What this task involves:
Extract every line starting at the line that contains "# test: pointer returns one pin per instance of the horizontal" and ending with the final line of the data, inclusive; give only those lines, word for word.
** Start of Records shown **
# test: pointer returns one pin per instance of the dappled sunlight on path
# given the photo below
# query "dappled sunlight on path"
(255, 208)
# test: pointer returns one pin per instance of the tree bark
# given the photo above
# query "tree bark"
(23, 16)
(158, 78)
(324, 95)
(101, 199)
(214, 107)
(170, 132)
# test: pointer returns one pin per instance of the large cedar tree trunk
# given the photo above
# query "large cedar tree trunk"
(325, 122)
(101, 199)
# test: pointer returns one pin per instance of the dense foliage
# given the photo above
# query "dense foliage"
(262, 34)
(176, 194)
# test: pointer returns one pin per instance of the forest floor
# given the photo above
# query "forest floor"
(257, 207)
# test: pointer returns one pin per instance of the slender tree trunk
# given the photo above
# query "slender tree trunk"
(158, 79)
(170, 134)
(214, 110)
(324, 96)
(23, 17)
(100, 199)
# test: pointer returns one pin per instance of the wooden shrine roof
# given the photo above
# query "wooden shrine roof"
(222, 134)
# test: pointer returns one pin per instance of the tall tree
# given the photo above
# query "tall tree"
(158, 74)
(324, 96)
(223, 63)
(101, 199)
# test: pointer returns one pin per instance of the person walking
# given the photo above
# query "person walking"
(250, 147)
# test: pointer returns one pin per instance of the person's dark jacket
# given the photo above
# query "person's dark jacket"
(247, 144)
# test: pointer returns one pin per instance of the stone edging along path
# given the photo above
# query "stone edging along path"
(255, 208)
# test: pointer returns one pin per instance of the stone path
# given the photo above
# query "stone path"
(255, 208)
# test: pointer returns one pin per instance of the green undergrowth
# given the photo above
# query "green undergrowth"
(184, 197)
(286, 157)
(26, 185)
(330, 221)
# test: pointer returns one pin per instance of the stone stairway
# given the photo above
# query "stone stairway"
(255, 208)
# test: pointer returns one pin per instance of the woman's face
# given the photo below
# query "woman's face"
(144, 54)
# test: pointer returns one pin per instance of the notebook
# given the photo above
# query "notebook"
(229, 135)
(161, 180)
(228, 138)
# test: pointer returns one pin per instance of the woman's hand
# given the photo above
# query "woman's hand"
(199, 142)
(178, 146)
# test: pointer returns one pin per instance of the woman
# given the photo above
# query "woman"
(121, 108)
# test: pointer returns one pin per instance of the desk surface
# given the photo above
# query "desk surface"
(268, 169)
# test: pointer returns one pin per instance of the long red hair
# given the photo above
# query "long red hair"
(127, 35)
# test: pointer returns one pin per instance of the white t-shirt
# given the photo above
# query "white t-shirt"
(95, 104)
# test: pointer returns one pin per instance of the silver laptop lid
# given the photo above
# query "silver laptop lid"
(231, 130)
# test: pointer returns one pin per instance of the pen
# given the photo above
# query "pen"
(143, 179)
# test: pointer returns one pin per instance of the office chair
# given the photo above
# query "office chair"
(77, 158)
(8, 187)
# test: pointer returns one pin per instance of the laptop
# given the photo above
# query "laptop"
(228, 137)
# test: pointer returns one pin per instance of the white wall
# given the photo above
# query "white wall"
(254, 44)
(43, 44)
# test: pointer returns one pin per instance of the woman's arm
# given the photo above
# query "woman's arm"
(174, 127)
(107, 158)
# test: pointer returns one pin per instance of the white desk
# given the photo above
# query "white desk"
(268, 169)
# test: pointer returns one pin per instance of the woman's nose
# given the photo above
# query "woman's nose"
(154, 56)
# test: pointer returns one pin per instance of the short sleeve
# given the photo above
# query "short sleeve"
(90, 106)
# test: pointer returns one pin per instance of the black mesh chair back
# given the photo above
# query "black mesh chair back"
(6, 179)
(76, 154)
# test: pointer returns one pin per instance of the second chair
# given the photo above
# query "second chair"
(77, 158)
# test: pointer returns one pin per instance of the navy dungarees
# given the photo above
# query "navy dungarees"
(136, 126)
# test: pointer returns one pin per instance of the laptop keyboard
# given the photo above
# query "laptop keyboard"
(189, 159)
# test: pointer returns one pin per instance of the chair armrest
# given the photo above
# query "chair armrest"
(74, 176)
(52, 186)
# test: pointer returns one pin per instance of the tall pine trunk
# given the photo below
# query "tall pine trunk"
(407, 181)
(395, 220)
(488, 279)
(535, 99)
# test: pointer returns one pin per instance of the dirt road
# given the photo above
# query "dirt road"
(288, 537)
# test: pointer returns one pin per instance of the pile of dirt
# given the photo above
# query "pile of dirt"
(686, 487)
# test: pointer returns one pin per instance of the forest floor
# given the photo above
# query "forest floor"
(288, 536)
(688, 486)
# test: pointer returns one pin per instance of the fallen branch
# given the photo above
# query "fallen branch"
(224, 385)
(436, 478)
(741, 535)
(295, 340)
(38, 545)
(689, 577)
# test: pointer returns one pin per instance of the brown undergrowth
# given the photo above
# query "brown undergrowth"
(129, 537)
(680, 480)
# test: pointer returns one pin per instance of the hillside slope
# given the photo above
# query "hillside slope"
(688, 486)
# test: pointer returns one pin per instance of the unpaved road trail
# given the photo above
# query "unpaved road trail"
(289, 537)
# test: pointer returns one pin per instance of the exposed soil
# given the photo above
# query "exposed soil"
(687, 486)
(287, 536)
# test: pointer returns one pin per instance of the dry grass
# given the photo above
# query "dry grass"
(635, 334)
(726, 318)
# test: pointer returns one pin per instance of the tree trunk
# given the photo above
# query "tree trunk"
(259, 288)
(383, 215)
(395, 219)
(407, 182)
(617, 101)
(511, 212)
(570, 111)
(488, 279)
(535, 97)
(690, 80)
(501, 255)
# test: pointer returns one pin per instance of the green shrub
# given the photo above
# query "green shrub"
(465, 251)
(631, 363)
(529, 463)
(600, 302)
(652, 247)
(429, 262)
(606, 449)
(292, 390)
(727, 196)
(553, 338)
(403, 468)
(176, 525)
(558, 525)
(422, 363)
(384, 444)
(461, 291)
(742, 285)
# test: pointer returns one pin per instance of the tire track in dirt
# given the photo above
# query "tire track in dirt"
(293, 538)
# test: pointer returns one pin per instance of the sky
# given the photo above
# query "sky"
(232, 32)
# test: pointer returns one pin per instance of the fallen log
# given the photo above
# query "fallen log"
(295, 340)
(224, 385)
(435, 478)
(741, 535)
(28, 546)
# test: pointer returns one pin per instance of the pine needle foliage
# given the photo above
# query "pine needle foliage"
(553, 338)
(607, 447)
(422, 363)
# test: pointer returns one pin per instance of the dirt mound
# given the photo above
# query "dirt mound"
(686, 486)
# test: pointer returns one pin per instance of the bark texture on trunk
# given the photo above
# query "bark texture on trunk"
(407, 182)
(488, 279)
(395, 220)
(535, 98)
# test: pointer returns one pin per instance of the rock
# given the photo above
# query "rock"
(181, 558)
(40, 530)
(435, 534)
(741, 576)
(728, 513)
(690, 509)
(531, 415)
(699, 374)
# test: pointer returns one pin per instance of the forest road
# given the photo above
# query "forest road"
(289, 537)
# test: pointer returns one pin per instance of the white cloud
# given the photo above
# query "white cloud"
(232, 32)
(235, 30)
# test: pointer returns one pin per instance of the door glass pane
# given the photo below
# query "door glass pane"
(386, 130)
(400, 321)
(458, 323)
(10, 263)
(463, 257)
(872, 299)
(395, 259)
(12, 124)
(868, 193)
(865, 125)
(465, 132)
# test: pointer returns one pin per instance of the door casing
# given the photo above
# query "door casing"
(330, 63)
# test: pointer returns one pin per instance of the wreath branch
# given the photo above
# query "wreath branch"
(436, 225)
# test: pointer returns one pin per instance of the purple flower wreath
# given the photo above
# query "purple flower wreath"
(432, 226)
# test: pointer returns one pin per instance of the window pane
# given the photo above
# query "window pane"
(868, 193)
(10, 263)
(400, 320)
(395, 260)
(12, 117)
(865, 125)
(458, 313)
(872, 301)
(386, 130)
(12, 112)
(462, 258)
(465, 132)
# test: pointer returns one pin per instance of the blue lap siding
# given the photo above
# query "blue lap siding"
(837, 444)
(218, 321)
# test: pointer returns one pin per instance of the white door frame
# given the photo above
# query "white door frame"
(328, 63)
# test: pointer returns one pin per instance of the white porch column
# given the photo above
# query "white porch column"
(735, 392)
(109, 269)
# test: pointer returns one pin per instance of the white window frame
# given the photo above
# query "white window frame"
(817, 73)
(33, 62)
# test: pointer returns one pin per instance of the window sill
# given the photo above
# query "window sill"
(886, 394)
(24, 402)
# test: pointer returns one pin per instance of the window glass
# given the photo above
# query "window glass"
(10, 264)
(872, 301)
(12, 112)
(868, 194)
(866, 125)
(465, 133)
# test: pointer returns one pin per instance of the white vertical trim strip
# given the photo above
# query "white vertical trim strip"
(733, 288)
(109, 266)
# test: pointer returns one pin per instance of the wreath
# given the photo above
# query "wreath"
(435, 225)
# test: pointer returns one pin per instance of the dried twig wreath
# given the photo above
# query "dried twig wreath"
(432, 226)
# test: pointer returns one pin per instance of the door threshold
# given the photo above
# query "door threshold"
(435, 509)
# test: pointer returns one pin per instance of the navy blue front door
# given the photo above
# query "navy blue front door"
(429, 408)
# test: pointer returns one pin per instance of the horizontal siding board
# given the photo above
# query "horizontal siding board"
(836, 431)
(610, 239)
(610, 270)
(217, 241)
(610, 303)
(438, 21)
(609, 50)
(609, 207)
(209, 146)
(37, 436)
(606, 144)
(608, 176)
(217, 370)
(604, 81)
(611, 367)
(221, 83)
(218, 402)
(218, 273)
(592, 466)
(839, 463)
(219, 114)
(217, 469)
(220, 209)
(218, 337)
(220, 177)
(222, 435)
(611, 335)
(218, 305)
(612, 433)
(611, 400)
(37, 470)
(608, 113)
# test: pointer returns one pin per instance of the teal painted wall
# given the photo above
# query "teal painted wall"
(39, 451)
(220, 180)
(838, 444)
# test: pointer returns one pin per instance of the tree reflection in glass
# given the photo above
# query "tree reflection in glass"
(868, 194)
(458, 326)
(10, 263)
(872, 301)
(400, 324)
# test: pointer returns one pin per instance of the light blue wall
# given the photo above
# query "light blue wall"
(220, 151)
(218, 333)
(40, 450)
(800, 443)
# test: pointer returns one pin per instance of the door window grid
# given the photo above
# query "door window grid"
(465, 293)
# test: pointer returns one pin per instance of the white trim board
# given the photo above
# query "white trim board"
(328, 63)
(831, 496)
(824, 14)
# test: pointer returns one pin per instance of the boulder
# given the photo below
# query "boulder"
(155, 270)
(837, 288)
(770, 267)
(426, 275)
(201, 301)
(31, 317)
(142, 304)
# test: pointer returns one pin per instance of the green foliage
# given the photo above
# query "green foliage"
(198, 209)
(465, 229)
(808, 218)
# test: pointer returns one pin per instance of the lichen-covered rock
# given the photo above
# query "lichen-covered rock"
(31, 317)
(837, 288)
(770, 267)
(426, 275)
** End of Records shown **
Task output:
# test: pointer returns one pin per instance of the horizontal siding board
# given the photo above
# query "horizontal siding board"
(836, 431)
(610, 239)
(610, 270)
(217, 241)
(610, 303)
(438, 21)
(609, 50)
(609, 207)
(209, 146)
(37, 436)
(606, 144)
(608, 176)
(217, 370)
(604, 81)
(611, 367)
(221, 83)
(218, 402)
(218, 273)
(592, 466)
(839, 463)
(219, 114)
(217, 469)
(220, 209)
(218, 337)
(220, 177)
(222, 435)
(611, 335)
(218, 305)
(612, 433)
(611, 400)
(37, 470)
(608, 113)
# test: pointer returns one pin per instance of the teal painted wall
# given the photo above
# query "teal painted wall"
(39, 451)
(220, 180)
(838, 444)
# test: pointer returns one pin per instance of the tree reflection in glass
# given the photo above
# query "tree reflection in glass"
(868, 194)
(458, 326)
(10, 263)
(872, 301)
(400, 324)
# test: pointer returns one pin per instance of the light blue wall
# given the photo above
# query "light blue wall"
(220, 151)
(218, 333)
(40, 450)
(800, 443)
# test: pointer returns one pin per instance of the door window grid
# given the photo above
# query "door window grid"
(465, 293)
# test: pointer returns one pin per instance of the white trim board
# given the photo above
# query "white trim board"
(328, 63)
(831, 496)
(824, 14)
# test: pointer returns one pin per instance of the boulder
# given the photo below
# query "boulder"
(155, 270)
(837, 288)
(770, 267)
(426, 275)
(201, 301)
(31, 317)
(142, 304)
# test: pointer returns one pin per instance of the green foliage
# given the photo above
# query "green foliage"
(198, 209)
(465, 229)
(808, 218)
# test: pointer returns one pin per instance of the lichen-covered rock
# given the photo above
# query "lichen-covered rock"
(31, 317)
(837, 288)
(770, 267)
(426, 275)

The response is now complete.